### What the exercise asks
Write out the material below exactly, beginning at the line that contains "Could you point to the bare shoulder" and ending with its last line, both ends included; write nothing else.

[BEGIN]

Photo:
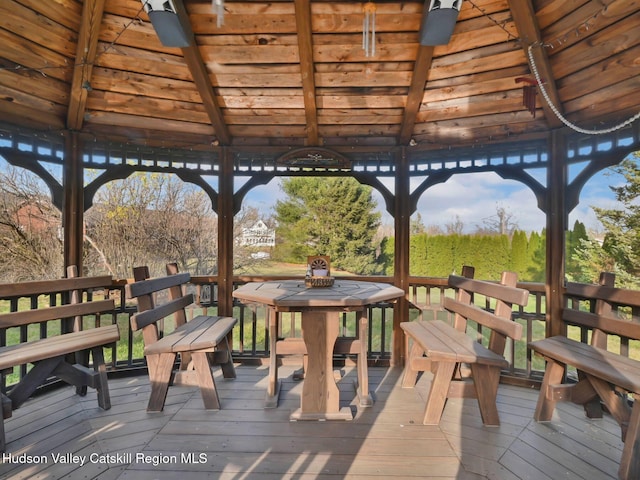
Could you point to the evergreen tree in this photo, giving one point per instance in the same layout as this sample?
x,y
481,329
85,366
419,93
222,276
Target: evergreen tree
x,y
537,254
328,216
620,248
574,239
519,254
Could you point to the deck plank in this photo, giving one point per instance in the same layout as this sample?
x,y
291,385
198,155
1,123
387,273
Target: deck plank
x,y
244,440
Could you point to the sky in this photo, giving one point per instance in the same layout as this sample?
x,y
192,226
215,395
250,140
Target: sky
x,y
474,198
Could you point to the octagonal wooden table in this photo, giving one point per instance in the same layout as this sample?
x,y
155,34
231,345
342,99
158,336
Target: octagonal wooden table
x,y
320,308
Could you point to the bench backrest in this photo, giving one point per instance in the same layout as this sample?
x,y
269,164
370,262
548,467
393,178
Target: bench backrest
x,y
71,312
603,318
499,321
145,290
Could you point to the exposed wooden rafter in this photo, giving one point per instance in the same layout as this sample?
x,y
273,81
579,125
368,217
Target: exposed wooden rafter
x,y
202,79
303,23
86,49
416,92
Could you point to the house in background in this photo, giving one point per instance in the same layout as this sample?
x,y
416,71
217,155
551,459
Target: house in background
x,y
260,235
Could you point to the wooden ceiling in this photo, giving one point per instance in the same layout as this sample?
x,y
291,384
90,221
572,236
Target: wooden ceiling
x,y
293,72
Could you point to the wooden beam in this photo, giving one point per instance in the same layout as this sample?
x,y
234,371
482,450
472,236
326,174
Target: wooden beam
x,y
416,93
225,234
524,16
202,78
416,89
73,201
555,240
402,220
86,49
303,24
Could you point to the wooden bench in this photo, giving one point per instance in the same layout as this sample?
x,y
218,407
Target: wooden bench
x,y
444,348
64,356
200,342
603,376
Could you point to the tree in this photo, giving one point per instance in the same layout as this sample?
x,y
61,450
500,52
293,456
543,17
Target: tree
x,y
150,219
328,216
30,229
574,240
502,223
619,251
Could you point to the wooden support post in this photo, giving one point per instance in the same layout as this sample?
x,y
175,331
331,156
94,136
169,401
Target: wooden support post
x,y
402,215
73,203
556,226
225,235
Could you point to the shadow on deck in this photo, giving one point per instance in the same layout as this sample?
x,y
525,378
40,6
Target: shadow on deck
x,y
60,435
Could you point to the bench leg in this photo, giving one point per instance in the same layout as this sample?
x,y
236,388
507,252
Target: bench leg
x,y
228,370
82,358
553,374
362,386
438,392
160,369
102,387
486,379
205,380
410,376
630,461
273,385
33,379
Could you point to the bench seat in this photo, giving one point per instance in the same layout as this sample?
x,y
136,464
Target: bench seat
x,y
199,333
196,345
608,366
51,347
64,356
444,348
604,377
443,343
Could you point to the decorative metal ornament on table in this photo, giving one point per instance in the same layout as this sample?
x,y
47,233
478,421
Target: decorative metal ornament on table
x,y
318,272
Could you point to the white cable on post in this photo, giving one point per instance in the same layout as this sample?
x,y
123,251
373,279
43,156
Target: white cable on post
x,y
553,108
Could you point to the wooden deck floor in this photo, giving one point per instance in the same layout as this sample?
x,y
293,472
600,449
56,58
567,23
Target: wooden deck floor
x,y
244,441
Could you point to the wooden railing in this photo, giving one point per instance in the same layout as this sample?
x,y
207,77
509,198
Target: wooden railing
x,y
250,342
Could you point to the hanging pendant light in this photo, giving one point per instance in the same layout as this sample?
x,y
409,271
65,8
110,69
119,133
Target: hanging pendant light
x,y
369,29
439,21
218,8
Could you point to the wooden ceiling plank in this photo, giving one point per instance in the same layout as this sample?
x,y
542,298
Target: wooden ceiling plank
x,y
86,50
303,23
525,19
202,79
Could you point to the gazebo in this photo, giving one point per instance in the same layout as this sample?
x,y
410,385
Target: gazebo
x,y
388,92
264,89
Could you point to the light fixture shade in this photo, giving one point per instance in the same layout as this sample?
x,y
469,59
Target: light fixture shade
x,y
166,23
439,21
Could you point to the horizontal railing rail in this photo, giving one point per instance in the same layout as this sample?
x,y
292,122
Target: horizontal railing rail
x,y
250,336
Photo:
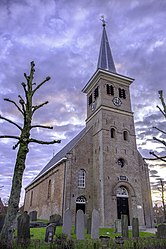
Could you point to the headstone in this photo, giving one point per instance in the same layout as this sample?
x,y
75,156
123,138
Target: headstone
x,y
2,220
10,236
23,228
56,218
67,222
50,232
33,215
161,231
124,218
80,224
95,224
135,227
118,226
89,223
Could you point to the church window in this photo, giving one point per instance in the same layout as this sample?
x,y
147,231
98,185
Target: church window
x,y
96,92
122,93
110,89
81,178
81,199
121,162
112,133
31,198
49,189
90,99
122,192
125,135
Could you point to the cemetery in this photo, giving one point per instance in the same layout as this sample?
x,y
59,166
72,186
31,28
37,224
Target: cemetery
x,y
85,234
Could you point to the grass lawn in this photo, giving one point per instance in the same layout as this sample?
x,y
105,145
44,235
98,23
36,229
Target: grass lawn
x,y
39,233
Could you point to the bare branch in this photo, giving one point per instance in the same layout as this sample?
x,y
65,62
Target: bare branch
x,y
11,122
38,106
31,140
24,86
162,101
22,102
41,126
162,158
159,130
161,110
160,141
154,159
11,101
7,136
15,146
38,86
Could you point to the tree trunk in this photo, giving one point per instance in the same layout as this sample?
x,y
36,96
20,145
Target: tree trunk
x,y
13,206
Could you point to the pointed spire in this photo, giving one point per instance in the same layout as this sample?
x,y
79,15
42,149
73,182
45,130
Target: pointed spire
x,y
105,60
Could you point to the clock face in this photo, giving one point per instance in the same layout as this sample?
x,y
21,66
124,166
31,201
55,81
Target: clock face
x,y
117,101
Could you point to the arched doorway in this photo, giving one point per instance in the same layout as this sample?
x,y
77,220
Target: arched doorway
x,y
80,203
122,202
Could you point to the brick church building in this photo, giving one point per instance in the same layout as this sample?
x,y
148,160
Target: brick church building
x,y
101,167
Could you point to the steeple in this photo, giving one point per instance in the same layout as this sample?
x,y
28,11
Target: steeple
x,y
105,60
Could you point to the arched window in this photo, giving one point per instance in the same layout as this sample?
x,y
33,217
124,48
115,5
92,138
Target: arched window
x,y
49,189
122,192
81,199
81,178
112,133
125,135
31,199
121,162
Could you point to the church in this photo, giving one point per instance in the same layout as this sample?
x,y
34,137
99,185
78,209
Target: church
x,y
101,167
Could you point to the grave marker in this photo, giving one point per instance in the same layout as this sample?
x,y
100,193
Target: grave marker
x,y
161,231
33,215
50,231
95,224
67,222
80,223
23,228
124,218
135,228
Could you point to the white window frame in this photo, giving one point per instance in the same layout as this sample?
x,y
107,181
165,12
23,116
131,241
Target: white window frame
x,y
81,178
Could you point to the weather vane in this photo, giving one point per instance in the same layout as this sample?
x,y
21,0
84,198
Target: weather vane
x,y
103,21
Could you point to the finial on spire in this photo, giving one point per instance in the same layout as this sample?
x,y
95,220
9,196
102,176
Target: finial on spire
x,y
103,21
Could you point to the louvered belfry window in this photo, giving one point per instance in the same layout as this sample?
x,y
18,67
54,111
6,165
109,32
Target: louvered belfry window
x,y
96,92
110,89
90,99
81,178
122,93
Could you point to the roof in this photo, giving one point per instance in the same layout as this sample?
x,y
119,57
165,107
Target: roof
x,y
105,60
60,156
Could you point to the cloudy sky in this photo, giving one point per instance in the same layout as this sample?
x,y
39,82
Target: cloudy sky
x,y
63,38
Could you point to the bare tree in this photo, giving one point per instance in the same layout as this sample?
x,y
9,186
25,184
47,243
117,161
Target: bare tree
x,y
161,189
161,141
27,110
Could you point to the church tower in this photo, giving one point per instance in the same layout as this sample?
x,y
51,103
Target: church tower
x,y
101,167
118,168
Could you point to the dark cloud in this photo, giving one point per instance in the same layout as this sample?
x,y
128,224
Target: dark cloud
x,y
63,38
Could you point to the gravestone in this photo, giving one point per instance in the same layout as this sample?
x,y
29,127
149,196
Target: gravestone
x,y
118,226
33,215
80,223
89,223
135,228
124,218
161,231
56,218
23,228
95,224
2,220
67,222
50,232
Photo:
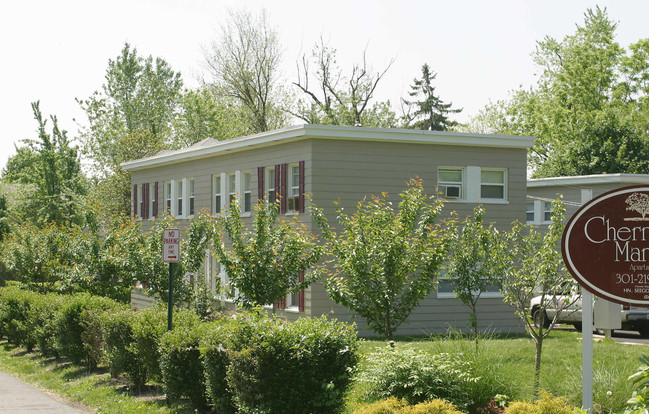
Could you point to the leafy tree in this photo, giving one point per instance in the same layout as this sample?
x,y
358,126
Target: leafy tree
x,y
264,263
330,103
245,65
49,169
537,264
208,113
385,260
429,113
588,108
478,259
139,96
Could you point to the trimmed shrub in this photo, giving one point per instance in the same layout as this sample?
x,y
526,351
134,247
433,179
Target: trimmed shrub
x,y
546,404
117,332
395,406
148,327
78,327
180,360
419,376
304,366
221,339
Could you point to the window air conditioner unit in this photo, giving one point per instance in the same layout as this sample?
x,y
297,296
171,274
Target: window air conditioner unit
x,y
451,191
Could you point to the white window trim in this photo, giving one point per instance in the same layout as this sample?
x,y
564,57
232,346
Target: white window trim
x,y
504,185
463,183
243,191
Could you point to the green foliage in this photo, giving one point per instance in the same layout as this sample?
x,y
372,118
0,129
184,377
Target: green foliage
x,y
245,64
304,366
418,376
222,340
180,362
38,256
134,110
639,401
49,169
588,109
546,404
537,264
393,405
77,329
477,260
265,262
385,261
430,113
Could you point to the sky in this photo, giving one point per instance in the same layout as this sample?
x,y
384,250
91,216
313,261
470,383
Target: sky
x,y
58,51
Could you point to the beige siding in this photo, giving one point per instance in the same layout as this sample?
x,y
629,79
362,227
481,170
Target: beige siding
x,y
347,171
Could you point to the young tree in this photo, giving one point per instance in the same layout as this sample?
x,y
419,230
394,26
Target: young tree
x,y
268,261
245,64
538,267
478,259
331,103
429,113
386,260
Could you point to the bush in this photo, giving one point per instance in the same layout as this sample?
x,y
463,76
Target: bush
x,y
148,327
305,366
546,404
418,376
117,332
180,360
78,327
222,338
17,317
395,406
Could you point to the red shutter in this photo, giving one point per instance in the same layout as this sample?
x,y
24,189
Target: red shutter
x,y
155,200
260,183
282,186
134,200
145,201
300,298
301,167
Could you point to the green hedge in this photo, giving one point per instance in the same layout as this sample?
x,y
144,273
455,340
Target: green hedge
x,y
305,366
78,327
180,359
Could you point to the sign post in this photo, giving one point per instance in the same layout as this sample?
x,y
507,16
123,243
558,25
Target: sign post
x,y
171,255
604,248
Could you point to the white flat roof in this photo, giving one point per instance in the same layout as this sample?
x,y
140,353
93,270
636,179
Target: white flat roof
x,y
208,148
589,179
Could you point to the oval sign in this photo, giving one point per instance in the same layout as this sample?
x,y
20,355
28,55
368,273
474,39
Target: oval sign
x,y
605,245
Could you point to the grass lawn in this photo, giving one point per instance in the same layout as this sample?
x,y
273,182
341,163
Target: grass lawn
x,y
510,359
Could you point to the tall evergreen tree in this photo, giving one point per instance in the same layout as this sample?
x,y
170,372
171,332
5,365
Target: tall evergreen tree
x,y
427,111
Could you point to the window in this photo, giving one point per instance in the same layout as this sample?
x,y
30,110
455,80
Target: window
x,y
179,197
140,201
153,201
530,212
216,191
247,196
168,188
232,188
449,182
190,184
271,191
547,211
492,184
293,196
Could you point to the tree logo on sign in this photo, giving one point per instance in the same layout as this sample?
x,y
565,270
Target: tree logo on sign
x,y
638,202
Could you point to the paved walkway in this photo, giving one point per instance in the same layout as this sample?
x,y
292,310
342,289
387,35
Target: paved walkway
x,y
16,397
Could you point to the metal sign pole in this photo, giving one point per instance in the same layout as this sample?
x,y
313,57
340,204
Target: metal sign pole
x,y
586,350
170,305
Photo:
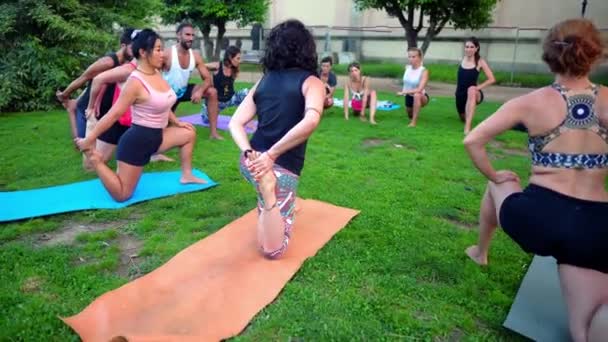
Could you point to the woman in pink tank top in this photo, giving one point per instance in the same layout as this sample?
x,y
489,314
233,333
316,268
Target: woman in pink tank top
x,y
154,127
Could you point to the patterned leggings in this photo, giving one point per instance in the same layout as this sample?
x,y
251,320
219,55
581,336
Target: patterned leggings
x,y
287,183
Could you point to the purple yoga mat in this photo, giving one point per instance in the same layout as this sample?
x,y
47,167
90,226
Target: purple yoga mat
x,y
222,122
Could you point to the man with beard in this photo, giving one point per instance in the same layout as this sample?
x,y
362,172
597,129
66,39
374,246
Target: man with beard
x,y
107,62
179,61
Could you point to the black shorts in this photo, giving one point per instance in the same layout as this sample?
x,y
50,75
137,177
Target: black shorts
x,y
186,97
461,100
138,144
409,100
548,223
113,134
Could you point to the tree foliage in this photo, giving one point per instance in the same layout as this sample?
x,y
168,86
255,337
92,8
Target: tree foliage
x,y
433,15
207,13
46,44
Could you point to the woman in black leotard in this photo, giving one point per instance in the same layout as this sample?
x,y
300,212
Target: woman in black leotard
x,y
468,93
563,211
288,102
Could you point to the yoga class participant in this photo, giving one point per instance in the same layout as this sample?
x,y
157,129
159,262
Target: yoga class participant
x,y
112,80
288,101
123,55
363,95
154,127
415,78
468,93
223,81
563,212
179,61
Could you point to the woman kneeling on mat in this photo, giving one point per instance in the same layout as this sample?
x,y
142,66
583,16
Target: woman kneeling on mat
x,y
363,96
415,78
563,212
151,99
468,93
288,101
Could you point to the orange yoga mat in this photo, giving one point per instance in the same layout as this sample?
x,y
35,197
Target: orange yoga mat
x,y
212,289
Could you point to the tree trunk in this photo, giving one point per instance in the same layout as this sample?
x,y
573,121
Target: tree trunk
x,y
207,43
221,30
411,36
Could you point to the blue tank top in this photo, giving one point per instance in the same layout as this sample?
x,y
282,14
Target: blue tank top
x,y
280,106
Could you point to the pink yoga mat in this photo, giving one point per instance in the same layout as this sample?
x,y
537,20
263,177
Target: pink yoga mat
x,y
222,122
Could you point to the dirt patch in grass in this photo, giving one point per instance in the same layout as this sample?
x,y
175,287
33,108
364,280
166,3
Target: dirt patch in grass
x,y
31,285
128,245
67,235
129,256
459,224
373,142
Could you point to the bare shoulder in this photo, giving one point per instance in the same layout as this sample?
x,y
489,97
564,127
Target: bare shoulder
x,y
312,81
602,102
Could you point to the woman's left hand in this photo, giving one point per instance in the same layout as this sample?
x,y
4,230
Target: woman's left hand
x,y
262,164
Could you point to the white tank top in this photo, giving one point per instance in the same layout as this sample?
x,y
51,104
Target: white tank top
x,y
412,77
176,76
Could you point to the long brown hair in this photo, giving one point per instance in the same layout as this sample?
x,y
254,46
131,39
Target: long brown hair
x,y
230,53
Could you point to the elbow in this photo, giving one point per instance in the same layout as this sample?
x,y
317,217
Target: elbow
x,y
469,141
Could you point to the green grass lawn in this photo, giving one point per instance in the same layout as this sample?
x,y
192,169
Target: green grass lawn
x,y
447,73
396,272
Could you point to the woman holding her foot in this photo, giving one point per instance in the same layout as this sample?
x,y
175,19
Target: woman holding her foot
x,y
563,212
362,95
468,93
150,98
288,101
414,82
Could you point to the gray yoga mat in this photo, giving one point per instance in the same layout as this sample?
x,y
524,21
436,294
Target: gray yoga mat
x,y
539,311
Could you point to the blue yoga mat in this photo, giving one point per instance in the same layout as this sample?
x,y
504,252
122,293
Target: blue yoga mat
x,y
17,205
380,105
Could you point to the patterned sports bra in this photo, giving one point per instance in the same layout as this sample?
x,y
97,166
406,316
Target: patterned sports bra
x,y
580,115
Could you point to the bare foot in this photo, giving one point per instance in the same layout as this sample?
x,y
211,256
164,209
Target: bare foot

[END]

### Exercise answer
Could you point to the bare shoulder in this photo, giving one point per instance in the same layout as this sample?
x,y
489,97
564,127
Target: bare shoulder
x,y
312,81
602,102
Could you point to the woman's left hand in this photo, giving one point per instance in the same layout as this sample?
x,y
4,230
Target: woman's left hand
x,y
262,164
Could you point to the white tank top in this photo, giving one point per instance in the same layout as this sample?
x,y
51,104
Target: white tank top
x,y
412,77
176,76
Could you point to the long brown hair in this photo, giving one point per instance in the same layout as this sample?
x,y
254,46
131,39
Target: long brown hair
x,y
230,53
Could you point to the elbow in this photo, giving one point per instance in the same layout as this sample?
x,y
317,217
Target: elbow
x,y
469,141
Could you point to the green grass lawn in this photo, giving one point per instance in the same layout as this sample?
x,y
192,169
Target: green grass lawn
x,y
447,73
396,272
Could you point to the woman holding her foot in this photo, giving one point per instance in the same layout as this sample?
x,y
175,19
Target: woman holding her foot
x,y
563,212
362,95
468,93
150,98
288,101
414,82
Could you point to the gray yoga mat in this photo, giving one point per instance in the same layout as this sample?
x,y
524,21
436,294
Target: gray yoga mat
x,y
539,311
Could you point to the blue yoga mat in this photo, giving one point per instance in the same layout as this sample?
x,y
504,252
122,293
Target: blue yoga mat
x,y
17,205
380,105
Could you point to the patterned sports bra in this photo, giving one point per instance in the same layout as this sample?
x,y
97,166
406,316
Target: patterned sports bra
x,y
580,115
Could you point to the bare foot in this photo, giving one point per instance in the same layout as this sample?
x,y
211,256
164,209
Target: bare foot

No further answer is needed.